_What the task asks_
Every line from the one with "Drop one point on every instance of the black crest" to the end of the data needs to be copied exactly, and no line before it.

BEGIN Data excerpts

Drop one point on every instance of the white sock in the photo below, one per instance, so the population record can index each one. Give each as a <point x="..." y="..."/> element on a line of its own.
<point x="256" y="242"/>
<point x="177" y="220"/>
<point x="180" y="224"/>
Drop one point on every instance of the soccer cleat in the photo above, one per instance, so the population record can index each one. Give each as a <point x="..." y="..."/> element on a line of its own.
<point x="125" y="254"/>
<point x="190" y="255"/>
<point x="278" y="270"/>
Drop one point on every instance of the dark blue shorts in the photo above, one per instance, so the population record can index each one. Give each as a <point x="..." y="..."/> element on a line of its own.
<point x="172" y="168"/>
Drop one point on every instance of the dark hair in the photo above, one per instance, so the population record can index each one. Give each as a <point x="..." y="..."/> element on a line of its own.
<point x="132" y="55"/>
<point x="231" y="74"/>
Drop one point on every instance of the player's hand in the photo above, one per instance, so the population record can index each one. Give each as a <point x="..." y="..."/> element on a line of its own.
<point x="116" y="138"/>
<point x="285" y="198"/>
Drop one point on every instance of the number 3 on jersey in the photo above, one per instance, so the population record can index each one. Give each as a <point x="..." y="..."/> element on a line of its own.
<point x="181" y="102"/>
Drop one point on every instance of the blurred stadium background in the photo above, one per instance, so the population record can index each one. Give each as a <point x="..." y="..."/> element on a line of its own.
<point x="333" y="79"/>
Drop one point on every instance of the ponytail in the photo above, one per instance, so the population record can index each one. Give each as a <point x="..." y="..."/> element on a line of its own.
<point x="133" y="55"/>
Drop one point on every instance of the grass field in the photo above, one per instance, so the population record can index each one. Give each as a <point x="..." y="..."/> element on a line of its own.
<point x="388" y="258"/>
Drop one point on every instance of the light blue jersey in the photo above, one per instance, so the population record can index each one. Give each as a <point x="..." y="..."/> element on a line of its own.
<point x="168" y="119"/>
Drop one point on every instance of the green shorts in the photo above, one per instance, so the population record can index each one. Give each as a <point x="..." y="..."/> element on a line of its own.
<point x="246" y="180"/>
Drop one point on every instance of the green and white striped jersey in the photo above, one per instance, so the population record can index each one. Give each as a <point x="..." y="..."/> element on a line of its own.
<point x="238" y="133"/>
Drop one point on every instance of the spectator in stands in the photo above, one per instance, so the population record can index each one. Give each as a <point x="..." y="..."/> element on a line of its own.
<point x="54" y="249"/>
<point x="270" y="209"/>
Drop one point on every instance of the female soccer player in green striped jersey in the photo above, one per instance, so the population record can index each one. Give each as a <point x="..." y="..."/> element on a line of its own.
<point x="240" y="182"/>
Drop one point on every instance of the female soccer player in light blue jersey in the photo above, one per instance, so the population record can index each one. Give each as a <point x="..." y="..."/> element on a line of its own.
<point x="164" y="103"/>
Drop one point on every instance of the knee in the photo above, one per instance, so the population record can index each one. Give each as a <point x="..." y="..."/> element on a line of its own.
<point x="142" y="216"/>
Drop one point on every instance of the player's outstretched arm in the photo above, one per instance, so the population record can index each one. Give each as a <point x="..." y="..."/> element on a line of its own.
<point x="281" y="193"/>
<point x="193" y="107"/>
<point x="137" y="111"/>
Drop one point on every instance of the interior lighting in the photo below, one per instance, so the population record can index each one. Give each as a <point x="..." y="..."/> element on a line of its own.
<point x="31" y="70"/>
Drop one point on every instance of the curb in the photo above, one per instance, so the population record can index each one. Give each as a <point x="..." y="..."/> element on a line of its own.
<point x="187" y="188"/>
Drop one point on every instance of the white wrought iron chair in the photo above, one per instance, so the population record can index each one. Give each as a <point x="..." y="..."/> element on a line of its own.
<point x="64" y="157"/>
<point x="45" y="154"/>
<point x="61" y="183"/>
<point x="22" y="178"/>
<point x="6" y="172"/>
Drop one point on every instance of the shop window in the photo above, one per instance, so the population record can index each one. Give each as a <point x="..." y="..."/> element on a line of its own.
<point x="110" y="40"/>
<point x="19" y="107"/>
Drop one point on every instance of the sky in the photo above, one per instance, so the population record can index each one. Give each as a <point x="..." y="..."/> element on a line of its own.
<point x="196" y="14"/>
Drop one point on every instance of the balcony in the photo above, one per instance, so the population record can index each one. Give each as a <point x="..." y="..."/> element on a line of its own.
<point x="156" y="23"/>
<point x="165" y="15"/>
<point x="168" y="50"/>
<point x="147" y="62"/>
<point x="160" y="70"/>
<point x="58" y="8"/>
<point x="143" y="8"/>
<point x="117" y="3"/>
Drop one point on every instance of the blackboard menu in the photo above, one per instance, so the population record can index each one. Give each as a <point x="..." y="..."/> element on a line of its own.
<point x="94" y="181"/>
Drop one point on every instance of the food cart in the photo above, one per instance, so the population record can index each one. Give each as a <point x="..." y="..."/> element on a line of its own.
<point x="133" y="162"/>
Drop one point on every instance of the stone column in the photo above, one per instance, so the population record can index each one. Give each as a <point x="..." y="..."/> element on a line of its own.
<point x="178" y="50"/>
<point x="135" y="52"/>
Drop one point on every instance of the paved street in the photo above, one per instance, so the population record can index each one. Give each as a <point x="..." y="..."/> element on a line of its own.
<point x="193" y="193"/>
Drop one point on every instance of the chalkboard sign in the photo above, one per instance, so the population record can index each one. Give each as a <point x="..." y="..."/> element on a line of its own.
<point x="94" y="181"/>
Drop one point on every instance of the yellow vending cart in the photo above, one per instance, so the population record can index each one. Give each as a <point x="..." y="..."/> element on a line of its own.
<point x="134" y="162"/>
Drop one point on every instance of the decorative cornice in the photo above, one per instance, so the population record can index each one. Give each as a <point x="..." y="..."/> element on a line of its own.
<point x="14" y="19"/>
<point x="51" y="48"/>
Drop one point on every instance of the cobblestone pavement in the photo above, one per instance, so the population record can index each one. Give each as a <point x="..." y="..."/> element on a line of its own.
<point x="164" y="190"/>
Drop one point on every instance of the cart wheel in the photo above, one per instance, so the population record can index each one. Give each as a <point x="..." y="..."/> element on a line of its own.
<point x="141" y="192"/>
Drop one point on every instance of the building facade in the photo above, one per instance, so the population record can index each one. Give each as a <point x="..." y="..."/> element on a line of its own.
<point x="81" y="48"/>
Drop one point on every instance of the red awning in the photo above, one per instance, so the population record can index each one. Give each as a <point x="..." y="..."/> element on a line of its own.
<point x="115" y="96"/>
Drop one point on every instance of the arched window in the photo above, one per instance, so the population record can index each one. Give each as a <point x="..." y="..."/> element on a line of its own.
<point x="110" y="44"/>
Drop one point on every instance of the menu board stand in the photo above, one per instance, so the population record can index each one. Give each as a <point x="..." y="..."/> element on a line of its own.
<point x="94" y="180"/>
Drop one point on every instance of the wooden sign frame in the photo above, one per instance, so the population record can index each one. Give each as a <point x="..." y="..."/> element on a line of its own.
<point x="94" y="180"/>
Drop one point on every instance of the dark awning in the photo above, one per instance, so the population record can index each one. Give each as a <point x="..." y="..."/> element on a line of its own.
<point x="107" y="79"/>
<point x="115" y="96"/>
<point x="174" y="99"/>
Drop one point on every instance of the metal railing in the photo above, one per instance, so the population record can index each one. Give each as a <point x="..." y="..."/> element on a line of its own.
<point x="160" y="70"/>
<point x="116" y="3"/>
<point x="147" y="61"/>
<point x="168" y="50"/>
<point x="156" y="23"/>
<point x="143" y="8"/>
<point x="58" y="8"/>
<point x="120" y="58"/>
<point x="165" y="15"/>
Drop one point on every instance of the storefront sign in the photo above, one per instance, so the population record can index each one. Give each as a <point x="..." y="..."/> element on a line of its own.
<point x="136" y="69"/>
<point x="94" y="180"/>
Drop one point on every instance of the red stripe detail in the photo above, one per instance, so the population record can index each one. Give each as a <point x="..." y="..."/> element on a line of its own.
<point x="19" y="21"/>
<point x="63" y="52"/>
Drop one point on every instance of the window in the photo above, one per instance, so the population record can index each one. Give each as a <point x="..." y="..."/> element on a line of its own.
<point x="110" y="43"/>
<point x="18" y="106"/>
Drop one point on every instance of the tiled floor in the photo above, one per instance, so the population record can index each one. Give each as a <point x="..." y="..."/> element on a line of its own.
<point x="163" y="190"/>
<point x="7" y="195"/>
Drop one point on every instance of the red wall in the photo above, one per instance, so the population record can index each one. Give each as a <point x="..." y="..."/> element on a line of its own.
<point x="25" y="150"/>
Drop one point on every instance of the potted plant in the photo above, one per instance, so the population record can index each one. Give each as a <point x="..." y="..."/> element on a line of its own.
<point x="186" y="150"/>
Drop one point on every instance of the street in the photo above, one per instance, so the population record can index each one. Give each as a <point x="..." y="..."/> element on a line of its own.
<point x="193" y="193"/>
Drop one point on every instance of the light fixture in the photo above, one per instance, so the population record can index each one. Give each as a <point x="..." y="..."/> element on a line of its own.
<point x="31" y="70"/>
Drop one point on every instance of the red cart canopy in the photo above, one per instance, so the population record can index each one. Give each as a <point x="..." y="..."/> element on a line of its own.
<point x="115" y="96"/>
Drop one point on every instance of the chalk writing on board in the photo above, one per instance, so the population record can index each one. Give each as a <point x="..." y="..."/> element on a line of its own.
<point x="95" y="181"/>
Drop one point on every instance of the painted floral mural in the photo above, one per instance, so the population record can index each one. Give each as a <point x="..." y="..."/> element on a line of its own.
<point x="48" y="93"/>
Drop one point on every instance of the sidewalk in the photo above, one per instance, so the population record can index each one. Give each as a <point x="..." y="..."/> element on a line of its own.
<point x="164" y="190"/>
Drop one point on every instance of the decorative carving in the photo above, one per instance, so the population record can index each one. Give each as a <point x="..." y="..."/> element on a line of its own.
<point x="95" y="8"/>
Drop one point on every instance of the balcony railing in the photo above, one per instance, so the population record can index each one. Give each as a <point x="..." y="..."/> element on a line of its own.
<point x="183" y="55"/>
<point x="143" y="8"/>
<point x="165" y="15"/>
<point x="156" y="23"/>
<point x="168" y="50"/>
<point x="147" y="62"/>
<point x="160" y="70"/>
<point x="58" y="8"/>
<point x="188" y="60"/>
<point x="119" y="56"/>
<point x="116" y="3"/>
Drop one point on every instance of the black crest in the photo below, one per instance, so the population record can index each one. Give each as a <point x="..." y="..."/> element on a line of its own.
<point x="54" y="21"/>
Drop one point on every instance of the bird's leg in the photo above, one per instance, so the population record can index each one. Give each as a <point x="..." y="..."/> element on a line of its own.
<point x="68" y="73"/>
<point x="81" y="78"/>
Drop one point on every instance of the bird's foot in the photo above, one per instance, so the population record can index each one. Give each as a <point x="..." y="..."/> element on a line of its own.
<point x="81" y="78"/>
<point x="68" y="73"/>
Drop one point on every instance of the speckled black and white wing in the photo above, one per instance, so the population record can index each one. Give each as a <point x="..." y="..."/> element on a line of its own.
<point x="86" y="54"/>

END Data excerpts

_Exercise output_
Drop one point on every instance of the black crest in the photo below, one per instance, so the population record can index each one. Give each as a <point x="..." y="..."/> element on a line of its own.
<point x="54" y="21"/>
Drop one point on every instance of the bird's leg in the photo above, one per instance, so the population record can index each one. Give each as a <point x="..." y="..."/> element on a line of its own.
<point x="68" y="73"/>
<point x="81" y="78"/>
Drop one point on every instance of the bird's foot in the photo above, one per instance, so the population record can index each one. Give each as a <point x="..." y="..."/> element on a line of its own.
<point x="81" y="78"/>
<point x="68" y="73"/>
Drop one point on every instance of the speckled black and white wing in the photo above, one per instance, so the population record can index each one. Give each as a <point x="..." y="..."/> element on a line of its own.
<point x="86" y="54"/>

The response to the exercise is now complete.